*THE PROBLEM:* Please repeat the line that has "Target: grassy area" and all lines after it, exactly as they appear, through the end of the entries.

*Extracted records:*
■ ■ ■ ■ ■

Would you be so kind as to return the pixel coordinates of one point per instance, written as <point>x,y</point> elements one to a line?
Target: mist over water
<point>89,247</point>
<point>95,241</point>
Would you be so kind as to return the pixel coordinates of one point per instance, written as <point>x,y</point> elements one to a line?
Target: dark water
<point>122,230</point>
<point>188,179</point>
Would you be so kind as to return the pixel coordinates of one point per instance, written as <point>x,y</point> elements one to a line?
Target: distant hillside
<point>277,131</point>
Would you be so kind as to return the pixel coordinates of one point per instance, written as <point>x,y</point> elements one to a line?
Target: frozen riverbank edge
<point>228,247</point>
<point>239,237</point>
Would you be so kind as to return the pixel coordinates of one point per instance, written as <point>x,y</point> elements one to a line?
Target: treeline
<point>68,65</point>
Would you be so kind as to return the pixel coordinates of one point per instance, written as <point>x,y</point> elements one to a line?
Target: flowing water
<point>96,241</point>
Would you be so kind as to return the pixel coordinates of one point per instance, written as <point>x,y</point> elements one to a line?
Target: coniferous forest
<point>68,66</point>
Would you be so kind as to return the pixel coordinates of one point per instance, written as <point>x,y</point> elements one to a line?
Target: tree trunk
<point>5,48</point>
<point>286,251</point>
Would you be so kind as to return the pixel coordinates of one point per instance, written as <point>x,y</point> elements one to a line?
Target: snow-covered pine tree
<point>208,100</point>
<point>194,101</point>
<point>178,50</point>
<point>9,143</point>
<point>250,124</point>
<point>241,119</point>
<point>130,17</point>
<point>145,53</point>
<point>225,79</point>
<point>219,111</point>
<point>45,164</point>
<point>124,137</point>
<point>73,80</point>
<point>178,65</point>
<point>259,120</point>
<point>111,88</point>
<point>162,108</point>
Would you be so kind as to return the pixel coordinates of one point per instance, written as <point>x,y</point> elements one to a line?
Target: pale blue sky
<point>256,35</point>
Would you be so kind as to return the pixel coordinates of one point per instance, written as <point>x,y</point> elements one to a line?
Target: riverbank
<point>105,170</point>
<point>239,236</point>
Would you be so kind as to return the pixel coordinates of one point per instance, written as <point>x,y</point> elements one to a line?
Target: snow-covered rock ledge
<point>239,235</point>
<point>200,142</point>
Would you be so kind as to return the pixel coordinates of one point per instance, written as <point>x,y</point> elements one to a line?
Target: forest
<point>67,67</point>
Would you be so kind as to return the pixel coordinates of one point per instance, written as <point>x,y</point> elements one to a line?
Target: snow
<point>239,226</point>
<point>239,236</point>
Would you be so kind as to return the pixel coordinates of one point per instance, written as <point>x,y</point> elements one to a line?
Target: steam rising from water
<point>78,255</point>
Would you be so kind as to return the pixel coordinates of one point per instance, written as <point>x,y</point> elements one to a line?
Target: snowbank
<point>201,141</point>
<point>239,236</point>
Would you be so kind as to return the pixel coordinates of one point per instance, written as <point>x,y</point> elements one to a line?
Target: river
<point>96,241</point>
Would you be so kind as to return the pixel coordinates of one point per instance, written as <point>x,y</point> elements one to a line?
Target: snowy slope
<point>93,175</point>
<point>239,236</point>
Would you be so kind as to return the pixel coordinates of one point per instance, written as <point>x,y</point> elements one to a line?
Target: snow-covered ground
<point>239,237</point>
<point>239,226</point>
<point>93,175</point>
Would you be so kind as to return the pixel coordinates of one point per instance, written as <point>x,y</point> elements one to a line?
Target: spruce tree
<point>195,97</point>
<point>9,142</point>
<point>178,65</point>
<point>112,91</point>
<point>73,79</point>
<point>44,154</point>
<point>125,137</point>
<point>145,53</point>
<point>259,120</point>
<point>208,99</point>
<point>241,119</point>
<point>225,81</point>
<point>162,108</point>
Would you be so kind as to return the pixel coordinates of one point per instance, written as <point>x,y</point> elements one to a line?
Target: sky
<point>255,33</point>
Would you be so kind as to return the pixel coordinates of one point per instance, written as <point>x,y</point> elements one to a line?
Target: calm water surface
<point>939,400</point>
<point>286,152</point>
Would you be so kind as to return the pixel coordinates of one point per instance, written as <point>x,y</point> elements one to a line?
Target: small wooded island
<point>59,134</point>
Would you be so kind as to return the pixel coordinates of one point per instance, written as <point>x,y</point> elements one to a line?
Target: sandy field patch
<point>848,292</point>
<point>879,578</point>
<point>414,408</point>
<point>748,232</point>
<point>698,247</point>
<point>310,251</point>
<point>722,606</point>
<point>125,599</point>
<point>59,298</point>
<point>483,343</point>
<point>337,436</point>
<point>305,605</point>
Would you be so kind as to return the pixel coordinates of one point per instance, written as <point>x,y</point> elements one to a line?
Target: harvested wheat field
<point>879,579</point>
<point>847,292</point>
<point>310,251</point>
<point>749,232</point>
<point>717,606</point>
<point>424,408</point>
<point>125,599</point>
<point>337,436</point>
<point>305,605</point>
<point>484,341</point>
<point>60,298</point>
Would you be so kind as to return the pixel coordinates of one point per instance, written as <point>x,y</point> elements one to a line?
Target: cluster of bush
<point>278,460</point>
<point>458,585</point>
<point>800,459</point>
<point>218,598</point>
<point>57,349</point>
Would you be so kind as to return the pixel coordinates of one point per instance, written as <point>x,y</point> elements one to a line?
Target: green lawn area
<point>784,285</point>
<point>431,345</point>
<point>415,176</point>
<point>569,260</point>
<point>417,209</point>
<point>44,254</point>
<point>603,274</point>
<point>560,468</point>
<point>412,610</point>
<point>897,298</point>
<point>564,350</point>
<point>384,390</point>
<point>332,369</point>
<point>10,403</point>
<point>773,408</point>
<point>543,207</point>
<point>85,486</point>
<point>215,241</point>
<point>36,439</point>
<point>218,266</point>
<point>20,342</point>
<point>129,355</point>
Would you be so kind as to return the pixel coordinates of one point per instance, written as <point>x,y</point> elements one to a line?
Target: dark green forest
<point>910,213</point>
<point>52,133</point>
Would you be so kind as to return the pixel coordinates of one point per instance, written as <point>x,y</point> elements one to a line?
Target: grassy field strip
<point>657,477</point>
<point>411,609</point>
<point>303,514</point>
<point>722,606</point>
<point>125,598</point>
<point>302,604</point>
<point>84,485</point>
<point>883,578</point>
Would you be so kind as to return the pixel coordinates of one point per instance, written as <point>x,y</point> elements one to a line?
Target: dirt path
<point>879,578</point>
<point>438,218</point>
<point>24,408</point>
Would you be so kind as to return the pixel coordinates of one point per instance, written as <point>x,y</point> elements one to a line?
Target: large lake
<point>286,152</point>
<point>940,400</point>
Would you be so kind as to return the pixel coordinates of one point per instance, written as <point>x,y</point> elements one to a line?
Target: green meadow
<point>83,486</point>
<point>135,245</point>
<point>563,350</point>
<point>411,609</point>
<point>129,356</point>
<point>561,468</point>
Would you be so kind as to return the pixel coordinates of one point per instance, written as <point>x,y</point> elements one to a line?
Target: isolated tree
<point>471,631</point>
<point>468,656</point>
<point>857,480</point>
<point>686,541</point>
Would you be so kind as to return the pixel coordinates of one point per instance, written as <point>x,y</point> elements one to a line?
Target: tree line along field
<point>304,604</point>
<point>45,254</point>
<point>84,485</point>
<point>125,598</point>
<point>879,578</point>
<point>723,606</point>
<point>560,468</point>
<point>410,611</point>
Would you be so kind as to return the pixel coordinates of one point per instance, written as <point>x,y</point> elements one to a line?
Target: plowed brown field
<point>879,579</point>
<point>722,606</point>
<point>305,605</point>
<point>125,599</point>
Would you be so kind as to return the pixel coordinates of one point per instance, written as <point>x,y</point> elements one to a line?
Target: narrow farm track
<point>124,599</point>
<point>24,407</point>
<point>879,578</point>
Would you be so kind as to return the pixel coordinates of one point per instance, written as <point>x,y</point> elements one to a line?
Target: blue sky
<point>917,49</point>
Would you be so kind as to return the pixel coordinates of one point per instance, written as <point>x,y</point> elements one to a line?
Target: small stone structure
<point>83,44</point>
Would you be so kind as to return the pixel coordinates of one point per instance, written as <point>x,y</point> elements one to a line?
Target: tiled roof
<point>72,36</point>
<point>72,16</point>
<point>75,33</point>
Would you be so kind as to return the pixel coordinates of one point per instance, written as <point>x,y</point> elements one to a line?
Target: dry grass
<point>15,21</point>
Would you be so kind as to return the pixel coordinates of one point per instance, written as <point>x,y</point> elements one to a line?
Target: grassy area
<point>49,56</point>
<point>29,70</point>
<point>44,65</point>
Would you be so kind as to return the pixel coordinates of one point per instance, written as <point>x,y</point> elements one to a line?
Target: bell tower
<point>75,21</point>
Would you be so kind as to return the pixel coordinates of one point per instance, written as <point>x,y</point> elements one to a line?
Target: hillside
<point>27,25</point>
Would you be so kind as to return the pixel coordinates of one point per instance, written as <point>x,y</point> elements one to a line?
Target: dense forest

■ ■ ■ ■ ■

*RESULT:*
Target: grassy area
<point>49,56</point>
<point>29,70</point>
<point>44,65</point>
Would you be so kind as to return the pixel coordinates of one point per instance, written as <point>x,y</point> elements one to a line?
Target: bell tower
<point>75,21</point>
Would you be so kind as to return the pixel coordinates of one point per instance, written as <point>x,y</point> elements one to a line?
Target: hillside
<point>27,25</point>
Would you be so kind as to return the pixel coordinates of one point per instance, written as <point>x,y</point> elements one to a line?
Target: dense forest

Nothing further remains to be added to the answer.